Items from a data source
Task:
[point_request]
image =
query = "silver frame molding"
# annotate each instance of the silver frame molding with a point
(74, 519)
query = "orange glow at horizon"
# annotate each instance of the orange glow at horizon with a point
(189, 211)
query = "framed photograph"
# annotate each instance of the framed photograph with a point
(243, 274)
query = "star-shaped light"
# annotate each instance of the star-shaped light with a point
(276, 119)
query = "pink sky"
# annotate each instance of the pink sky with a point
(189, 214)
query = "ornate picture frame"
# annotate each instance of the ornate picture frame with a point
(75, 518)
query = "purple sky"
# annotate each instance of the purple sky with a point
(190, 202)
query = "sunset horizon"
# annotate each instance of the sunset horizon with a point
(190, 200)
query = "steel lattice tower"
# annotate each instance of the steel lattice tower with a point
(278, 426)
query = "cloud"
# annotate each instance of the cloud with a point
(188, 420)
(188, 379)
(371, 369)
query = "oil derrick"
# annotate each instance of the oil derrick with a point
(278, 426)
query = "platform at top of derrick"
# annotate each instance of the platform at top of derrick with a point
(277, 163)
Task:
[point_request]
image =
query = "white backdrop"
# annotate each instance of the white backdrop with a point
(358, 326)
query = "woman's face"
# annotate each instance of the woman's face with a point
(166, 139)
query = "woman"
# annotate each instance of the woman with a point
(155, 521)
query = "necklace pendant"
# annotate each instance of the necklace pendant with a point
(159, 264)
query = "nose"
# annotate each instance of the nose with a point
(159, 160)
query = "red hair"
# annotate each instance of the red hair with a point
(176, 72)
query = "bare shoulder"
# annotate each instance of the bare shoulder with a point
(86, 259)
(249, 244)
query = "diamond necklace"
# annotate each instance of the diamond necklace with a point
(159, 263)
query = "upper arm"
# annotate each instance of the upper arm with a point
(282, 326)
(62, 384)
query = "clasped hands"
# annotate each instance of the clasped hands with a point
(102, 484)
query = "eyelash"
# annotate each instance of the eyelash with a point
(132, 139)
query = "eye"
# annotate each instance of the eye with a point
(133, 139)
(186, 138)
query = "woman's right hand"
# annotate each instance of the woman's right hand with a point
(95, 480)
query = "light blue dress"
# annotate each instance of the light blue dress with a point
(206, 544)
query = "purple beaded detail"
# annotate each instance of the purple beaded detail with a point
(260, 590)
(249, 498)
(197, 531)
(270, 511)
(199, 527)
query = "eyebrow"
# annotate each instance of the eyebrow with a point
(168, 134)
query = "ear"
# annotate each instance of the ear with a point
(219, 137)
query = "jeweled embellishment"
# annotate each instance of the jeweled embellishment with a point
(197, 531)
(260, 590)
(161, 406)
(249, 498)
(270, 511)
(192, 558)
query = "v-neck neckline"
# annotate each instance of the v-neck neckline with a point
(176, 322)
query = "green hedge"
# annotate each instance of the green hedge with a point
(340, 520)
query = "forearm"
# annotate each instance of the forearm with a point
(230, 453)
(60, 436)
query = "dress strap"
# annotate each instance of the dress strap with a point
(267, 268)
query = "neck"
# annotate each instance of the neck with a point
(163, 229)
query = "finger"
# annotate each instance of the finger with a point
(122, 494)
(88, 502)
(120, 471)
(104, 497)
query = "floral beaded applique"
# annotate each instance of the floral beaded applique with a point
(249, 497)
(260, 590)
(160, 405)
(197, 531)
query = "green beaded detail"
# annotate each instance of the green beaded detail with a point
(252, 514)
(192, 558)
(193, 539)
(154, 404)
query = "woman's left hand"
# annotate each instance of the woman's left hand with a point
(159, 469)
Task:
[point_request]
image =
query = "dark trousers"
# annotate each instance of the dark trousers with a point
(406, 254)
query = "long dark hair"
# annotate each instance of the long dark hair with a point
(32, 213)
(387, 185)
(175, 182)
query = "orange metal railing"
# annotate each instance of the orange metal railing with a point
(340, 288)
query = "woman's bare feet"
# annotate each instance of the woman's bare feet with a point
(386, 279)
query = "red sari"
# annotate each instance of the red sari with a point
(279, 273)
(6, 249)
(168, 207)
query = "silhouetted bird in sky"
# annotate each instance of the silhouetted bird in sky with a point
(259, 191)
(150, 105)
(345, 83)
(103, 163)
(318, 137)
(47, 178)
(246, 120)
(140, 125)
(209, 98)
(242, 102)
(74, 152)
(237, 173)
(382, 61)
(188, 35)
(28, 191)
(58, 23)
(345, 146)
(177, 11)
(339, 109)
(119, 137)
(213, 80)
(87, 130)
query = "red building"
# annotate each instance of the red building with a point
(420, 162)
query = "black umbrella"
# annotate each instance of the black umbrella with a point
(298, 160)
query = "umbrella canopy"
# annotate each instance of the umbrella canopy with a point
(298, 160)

Work instructions
All of the records above need to be copied exactly.

Response to the task
Task:
[point_request]
image =
query = "silver frame molding"
# annotate each instance of the silver frame molding with a point
(74, 519)
query = "orange glow at horizon"
# annotate each instance of the orange glow at horizon with a point
(189, 211)
query = "framed photograph"
# annotate each instance of the framed photograph with a point
(243, 274)
query = "star-shaped light"
# annotate each instance of the star-shaped light with a point
(276, 119)
query = "pink sky"
# annotate each instance of the pink sky with a point
(189, 214)
query = "ornate picture frame"
# annotate each instance of the ornate picture frame with a point
(75, 518)
query = "purple sky"
# annotate each instance of the purple sky with a point
(190, 202)
query = "sunset horizon"
# annotate each instance of the sunset horizon with a point
(190, 200)
query = "steel lattice tower"
# annotate each instance of the steel lattice tower with a point
(278, 426)
query = "cloud"
# annotate each instance of the cloud with a point
(188, 420)
(188, 379)
(371, 369)
query = "oil derrick"
# annotate each instance of the oil derrick with a point
(278, 426)
query = "platform at top of derrick"
# annotate each instance of the platform at top of derrick with a point
(277, 163)
Task:
[point_request]
image =
query = "white backdrop"
# annotate each instance of the white backdrop with a point
(358, 326)
query = "woman's face"
# annotate each instance of the woman's face with a point
(166, 139)
query = "woman"
# annotate each instance of the woman with a point
(155, 521)
query = "necklace pendant"
# annotate each instance of the necklace pendant with a point
(159, 264)
query = "nose"
# annotate each instance of the nose with a point
(159, 160)
query = "red hair"
# annotate each instance of the red hair with a point
(176, 72)
query = "bare shoulder"
# annotate each instance of the bare shoulder with a point
(86, 259)
(249, 244)
query = "diamond necklace"
# annotate each instance of the diamond necklace with a point
(159, 263)
query = "upper arm"
# annotate each instance of the upper arm with a point
(282, 326)
(62, 384)
query = "clasped hands"
# annotate each instance of the clasped hands with a point
(102, 484)
query = "eyelash"
# annotate each instance of the eyelash with a point
(132, 139)
query = "eye"
# annotate each instance of the eye with a point
(133, 139)
(186, 138)
query = "woman's right hand"
# annotate each instance of the woman's right hand with a point
(95, 480)
query = "light blue dress"
# annotate each instance of the light blue dress with a point
(206, 544)
query = "purple beaded detail"
# annotate each instance of the purple beaded detail with a point
(260, 590)
(249, 498)
(197, 531)
(270, 511)
(199, 527)
query = "eyebrow"
# annotate each instance of the eyebrow with a point
(168, 134)
query = "ear"
# annotate each instance of the ear with a point
(219, 137)
query = "jeweled embellishment"
# annotate each instance of the jeweled embellishment with a point
(197, 531)
(260, 590)
(161, 406)
(249, 498)
(270, 511)
(192, 558)
query = "v-neck neckline"
# annotate each instance of the v-neck neckline with a point
(176, 322)
query = "green hedge"
# annotate each instance of the green hedge with a point
(340, 520)
query = "forearm"
# annotate each instance of the forearm with a point
(230, 453)
(60, 436)
query = "dress strap"
# annotate each instance of the dress strap with a point
(267, 268)
query = "neck"
# annotate each instance of the neck with a point
(163, 229)
query = "finger"
# annotate each instance of the finger with a point
(122, 494)
(88, 502)
(120, 471)
(104, 497)
query = "floral beaded applique"
# annotate each instance of the floral beaded applique with a point
(249, 497)
(260, 590)
(160, 405)
(197, 531)
query = "green beaded detail"
# annotate each instance of the green beaded detail with a point
(252, 514)
(192, 558)
(193, 539)
(154, 404)
query = "woman's left hand"
# annotate each instance of the woman's left hand with a point
(159, 469)
Task:
[point_request]
image =
query = "dark trousers"
# annotate each instance of the dark trousers with a point
(406, 254)
query = "long dark hair"
# annotate each instance of the long dark hair with a point
(32, 213)
(387, 185)
(175, 182)
query = "orange metal railing"
# annotate each instance of the orange metal railing with a point
(340, 288)
query = "woman's bare feet"
# annotate each instance of the woman's bare feet with a point
(386, 279)
query = "red sari"
# annotate each instance of the red sari with a point
(279, 273)
(6, 249)
(168, 207)
query = "silhouetted bird in sky"
# annotate each instance of the silhouetted bird in sky with a point
(259, 191)
(150, 105)
(345, 83)
(103, 163)
(318, 137)
(47, 178)
(246, 120)
(140, 125)
(209, 98)
(242, 102)
(74, 152)
(237, 173)
(382, 61)
(188, 35)
(28, 191)
(58, 23)
(345, 146)
(177, 11)
(339, 109)
(119, 137)
(213, 80)
(87, 130)
query = "red building"
# annotate each instance of the red building with a point
(420, 162)
query = "black umbrella"
# annotate each instance of the black umbrella with a point
(298, 160)
query = "umbrella canopy"
# annotate each instance of the umbrella canopy with a point
(298, 160)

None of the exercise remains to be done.